[WHAT YOU SHOULD DO] Edit the data starting at the line containing "garment in the photo above." and ending at the last line, changing "lane-count record" to "lane-tally record" and keeping everything else the same. Return only those lines.

[RECORD LIST]
▼▼▼

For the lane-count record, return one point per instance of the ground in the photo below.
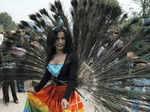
(12, 107)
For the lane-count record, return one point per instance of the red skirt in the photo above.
(49, 99)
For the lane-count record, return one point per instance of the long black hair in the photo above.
(51, 40)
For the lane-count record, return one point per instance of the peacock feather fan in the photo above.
(109, 68)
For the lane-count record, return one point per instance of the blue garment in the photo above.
(54, 69)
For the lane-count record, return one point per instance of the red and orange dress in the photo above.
(64, 82)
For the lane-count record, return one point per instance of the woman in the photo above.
(60, 95)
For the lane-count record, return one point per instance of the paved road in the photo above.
(12, 107)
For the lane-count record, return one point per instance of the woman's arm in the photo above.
(44, 80)
(72, 76)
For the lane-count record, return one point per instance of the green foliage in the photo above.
(6, 21)
(1, 28)
(145, 5)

▲▲▲

[OUTPUT BELOW]
For the lane-tally record, return one point per instance of the blue garment in the photo above.
(54, 69)
For the lane-tally record, return one point per instance of the red and orange dress in the photo above.
(64, 82)
For the lane-tally record, return one point per instance of the woman in the photo above.
(60, 95)
For the lane-tally record, return one point per instance of the paved road in the photo above.
(12, 107)
For the lane-tally record, return one point per instance of the woman's arm in the photo above.
(44, 80)
(72, 76)
For the lane-tally record, return one point per instance of the green foliage in the photo above.
(6, 21)
(1, 28)
(145, 5)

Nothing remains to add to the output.